**STUDY TEXT:**
┄┄┄┄┄┄┄┄┄┄┄┄┄┄┄┄┄┄┄┄

Wednesday, May 30, 2012
It was that time, when the night blended into a dark mass and its sky fell over all the earth. Few people ever see this mysterious time, when the lights in the houses are dark and barely a flicker of a stray television that some lucky soul had fallen asleep to might be seen in the distance. It was the time of the night shift worker, the boozy club kid staggering home, and that particular breed of human known as the insomniac. She had been one for as long as she could remember, the years melting into one long night covered by stars or moons or the haze of clouds that would obscure them all.
It was this forever night that took her into its confidence. It embraced her, whispering its dark secrets into her frustrated ears. Night after night she would listen to its call - the stray siren, the scream that should have distressed her but never did, the revving motorcycles and noisy buses. They all spoke to her in the elite language of the pitch black. This was her lullaby. The secrets of the night unfolded themselves to her and in turn her soul cried back to them. A dialogue that ended only with the first light of dawn.
There is life in the suburbs to write about. Sadly, it is usually quite boring, and most things revolve around the difficulties of home ownership. Actually, much of that would entertain, especially my encounters with the local flora and fauna. And maybe the puppy will develop a personality worth mentioning. I could always dwell on my pain and my efforts to relieve it. How joyous would that be to read?

┄┄┄┄┄┄┄┄┄┄┄┄┄┄┄┄┄┄┄┄

**TO DO:**
• a. Rewrite the paragraph of the blog post that begins "It was this forever night" as a shorter paragraph, keeping its main facts.
• b. In the blog post, which breed of human had she been for as long as she could remember?

┄┄┄┄┄┄┄┄┄┄┄┄┄┄┄┄┄┄┄┄

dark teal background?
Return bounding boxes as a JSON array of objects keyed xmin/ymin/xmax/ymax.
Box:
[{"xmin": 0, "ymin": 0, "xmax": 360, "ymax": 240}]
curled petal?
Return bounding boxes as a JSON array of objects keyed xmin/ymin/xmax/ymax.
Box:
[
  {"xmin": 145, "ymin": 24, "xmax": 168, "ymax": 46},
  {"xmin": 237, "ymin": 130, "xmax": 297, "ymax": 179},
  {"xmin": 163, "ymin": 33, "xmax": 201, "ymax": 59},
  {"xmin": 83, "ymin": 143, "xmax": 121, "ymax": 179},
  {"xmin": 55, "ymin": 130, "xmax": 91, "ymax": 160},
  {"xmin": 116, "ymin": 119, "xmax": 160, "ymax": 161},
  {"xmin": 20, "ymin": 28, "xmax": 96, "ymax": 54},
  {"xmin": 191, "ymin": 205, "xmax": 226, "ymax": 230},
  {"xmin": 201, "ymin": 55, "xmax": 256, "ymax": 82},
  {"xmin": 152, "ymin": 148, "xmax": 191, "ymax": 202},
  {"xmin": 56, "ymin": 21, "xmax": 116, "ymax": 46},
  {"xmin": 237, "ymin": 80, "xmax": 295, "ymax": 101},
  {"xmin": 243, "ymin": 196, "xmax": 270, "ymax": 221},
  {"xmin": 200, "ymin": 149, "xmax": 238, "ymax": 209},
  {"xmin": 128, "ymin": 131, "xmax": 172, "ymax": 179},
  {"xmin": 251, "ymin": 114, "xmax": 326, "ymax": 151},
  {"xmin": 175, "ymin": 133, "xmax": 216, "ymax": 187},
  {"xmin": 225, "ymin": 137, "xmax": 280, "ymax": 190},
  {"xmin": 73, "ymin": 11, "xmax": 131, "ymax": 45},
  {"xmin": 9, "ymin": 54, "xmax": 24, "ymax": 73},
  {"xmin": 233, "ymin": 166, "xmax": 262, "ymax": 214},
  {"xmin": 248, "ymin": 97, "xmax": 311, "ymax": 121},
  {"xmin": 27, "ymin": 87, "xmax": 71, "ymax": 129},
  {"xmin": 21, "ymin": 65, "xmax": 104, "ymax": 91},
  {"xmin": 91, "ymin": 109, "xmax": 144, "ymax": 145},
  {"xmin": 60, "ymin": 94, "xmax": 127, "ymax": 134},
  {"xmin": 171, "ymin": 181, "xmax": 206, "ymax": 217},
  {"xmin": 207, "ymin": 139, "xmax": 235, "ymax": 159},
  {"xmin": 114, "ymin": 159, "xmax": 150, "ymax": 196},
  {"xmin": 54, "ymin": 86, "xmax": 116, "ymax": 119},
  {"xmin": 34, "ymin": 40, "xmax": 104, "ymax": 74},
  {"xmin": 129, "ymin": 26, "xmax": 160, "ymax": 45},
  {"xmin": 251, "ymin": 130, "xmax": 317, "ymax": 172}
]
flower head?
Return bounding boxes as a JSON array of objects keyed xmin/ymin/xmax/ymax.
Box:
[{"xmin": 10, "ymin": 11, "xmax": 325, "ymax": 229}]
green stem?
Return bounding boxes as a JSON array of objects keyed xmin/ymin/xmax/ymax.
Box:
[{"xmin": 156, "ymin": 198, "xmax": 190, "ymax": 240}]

┄┄┄┄┄┄┄┄┄┄┄┄┄┄┄┄┄┄┄┄

**SOLUTIONS TO THE TASKS:**
• a. The endless night took her into its confidence and whispered its secrets to her. Every night she listened to its sounds: sirens, screams that never troubled her, revving motorcycles and noisy buses. These sounds were her lullaby. She answered them with her soul in a dialogue that lasted until dawn.

• b. An insomniac.